* **任务列表**:
A. 在 Paddle CNN API 讲解中，BatchNorm 的 momentum 参数默认值是多少？
B. 重写 Paddle CNN API 讲解中的一段：从含有“该函数用于二维卷积，有以下参数 - num_channels”的那句开始，到“output_channel, filter_size=3, stride=1)”为止，并把其中的“滤波器个数”替换为“卷积核数量”。
C. 请接着 Paddle CNN API 讲解的最后一句往下续写。

从零学Paddle系列-1 Paddle框架CNN相关API详解

前言

前面我们对Paddle做了个大致的介绍，这一次我们来详细学习一下cv相关函数的使用

paddle.fluid.dygraph

Conv2D

该函数用于二维卷积，有以下参数 - num_channels 输入通道数 - num_filters 滤波器个数 - filter_size 卷积核大小 - stride 步长大小 - padding 填充大小 - dilation 膨胀系数 - groups 分组数 - act 激活函数形式，比如act='relu'，表示卷积操作后接一个relu激活

from paddle.fluid.dygraph import Conv2D,
conv = Conv2D(input_channel, output_channel, filter_size=3, stride=1)

BatchNorm

这是批量归一化层，paddle中bn层的使用与其他框架不太一样，它需要提供前面tensor的通道数有以下常用的参数 - num_channels 需要归一化的Tensor通道数目，不一致会报错 - act 应用激活函数，跟前面一样，通常都是在BN后接激活函数，这样写比较方便 - momentum 用于指数移动平均估算均值和方差，默认值是0.9

from paddle.fluid.dygraph import BatchNorm
bn1 = BatchNorm(input_channel, act='relu')

* **所给数据**:
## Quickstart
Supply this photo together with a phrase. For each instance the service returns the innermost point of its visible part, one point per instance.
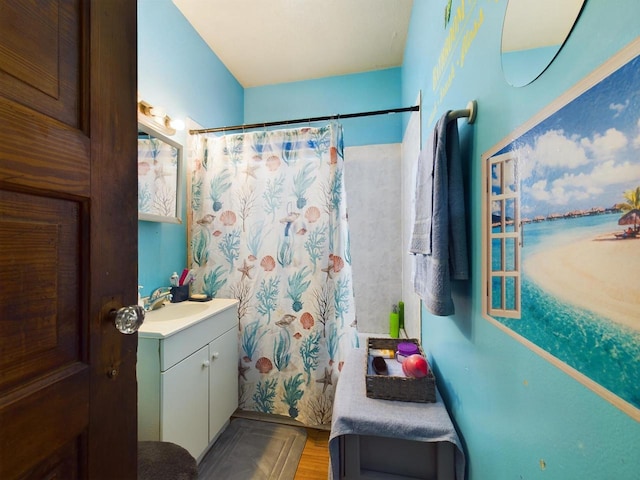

* **各任务答案**:
A. 默认值是0.9。

B.
该函数用于二维卷积，有以下参数 - num_channels 输入通道数 - num_filters 卷积核数量 - filter_size 卷积核大小 - stride 步长大小 - padding 填充大小 - dilation 膨胀系数 - groups 分组数 - act 激活函数形式，比如act='relu'，表示卷积操作后接一个relu激活

from paddle.fluid.dygraph import Conv2D,
conv = Conv2D(input_channel, output_channel, filter_size=3, stride=1)

C.
Pool2D

这是二维池化层 其参数有以下 - pool_size 池化核大小 - pool_type 池化方式，有'avg', 'max'，分别对应平均池化，最大池化 - pool_stride 池化步长大小 - pool_padding 池化填充大小 - global_pooling 是否全局池化，当为True，则忽略掉pool_size, pool_padding这两个参数，直接做一个全局池化

from paddle.fluid.dygraph import Pool2D
# 大小为3的池化层
pool = Pool2D(pool_size=3,  pool_type='avg', pool_stride=1, global_pooling=False)# 全局平均池化
pool2 = Pool2D(pool_type='avg', global_pooling=True)

Dropout

这个随机丢弃层是在paddle 1.8加入动态图的，以前使用的都是fluid.layers.dropout这个API Dropout参数如下 - p 输入丢弃概率，默认为0.5 - seed 创建随机种子，整数 - dropout_implementation 丢弃单元的方式，有种'downgrade_in_infer'和'upscale_in_train'两种选择，默认：'downgrade_in_infer'

from paddle.fluid.dygraph import Dropout
dropout = Dropout(p=0.5)

如果是fluid.layers.dropout其用法如下

x = fluid.layers.dropout(x, 0.5)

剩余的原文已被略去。